Written instruction: Copy out each line below that contains the word "water", reproducing every such line in full.

Records shown:
* BEGIN *

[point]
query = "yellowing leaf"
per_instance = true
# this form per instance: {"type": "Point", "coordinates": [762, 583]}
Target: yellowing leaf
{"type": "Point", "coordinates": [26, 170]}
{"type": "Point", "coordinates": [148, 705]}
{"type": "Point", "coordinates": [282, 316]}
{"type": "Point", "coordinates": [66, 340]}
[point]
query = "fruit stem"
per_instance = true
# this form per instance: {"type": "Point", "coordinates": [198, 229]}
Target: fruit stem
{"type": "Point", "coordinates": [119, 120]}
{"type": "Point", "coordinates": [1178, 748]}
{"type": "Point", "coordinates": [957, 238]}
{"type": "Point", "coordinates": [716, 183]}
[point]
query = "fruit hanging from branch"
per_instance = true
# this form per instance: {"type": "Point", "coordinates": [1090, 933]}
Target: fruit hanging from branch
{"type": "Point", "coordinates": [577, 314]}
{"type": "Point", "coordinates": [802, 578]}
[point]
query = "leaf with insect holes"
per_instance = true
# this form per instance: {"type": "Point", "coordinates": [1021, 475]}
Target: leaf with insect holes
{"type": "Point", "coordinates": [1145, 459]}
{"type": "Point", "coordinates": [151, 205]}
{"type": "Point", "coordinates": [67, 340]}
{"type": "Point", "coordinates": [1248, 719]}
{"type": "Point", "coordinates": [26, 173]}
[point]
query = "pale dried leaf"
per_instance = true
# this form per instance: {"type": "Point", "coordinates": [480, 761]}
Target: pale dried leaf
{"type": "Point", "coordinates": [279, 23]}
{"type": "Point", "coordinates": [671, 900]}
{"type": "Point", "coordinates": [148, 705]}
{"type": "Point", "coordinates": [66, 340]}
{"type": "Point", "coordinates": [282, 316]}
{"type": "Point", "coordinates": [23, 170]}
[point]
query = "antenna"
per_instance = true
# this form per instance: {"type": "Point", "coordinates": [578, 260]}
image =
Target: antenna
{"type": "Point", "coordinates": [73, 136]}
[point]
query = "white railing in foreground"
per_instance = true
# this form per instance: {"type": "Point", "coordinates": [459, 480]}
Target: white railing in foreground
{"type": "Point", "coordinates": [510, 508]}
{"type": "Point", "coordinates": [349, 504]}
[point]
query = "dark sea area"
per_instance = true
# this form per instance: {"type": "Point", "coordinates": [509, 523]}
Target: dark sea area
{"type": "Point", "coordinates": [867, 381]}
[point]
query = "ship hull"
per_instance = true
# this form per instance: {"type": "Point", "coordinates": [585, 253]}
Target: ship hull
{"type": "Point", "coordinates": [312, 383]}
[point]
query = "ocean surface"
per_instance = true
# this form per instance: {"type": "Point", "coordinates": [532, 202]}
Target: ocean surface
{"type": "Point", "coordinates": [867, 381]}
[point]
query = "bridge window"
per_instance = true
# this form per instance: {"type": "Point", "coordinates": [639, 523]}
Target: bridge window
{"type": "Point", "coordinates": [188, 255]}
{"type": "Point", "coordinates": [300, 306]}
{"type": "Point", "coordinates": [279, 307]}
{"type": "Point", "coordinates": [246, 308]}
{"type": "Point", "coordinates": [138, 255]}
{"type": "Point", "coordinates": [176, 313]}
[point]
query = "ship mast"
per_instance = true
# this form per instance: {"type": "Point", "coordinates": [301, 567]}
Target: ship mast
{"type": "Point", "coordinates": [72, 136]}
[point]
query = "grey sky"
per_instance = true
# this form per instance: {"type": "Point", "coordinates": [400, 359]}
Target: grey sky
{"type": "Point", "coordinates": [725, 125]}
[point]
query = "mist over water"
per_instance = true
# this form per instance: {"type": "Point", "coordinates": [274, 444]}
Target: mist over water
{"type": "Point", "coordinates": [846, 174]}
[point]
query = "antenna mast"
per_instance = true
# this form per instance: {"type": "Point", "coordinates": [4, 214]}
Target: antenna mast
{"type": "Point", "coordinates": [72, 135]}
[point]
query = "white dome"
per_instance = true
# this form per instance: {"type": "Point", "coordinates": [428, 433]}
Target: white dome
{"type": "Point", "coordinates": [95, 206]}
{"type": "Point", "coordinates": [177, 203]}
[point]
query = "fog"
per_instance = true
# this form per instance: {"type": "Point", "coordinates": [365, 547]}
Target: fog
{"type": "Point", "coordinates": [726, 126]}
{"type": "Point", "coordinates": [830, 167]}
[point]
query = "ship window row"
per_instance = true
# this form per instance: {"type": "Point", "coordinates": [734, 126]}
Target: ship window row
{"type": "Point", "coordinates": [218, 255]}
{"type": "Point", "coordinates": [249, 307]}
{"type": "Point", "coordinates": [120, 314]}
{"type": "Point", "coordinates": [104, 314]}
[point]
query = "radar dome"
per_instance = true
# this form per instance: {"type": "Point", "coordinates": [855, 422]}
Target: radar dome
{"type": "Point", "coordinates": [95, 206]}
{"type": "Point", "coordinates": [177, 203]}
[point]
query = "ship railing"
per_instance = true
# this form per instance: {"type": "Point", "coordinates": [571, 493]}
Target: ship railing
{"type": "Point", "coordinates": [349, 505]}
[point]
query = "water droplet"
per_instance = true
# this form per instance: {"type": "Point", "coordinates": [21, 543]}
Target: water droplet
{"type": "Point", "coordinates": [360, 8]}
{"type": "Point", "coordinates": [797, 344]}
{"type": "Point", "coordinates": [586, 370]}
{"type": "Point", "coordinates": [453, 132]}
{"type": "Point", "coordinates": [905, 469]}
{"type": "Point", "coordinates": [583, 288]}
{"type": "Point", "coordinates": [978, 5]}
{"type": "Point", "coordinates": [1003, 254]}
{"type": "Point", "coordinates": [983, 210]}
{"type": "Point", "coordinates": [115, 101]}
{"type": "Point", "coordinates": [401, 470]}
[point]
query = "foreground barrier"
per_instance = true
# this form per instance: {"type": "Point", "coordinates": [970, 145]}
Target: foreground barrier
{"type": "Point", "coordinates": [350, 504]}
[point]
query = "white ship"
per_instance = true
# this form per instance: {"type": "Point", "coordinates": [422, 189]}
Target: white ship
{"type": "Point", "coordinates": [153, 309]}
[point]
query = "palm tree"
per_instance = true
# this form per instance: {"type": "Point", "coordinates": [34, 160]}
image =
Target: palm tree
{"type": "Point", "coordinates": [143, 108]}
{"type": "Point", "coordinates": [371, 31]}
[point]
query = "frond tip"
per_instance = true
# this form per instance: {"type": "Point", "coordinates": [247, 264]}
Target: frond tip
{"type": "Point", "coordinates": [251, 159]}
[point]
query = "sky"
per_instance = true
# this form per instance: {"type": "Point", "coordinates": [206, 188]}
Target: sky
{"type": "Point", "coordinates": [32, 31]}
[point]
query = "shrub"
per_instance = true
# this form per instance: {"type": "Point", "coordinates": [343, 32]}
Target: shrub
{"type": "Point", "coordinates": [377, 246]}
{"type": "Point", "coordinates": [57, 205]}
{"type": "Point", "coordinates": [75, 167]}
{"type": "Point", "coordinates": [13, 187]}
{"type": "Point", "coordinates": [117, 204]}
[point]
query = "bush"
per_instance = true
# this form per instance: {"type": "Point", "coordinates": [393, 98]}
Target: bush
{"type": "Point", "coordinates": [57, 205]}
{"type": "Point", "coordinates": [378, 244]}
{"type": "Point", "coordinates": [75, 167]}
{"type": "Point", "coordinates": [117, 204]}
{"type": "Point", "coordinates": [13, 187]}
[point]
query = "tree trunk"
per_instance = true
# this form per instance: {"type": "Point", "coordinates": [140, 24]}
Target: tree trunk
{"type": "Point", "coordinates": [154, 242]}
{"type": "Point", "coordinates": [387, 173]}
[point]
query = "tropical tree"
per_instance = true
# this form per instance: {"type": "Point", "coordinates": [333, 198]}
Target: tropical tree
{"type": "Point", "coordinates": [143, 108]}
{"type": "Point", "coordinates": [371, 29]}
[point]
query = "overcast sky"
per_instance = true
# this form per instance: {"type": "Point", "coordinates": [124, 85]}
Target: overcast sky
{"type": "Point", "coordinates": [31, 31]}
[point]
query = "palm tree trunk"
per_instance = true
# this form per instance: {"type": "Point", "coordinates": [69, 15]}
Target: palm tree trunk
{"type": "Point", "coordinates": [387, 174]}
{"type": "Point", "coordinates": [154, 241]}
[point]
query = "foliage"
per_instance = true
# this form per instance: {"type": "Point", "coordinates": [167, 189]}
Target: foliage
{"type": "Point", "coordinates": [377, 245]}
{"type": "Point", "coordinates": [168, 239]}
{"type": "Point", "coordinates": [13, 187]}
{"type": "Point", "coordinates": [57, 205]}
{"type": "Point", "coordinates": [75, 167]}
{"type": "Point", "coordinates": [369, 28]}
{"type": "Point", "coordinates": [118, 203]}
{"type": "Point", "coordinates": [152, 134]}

* END *

Expected output:
query = "mist over water"
Target: mist over water
query = "water droplet"
Target: water droplet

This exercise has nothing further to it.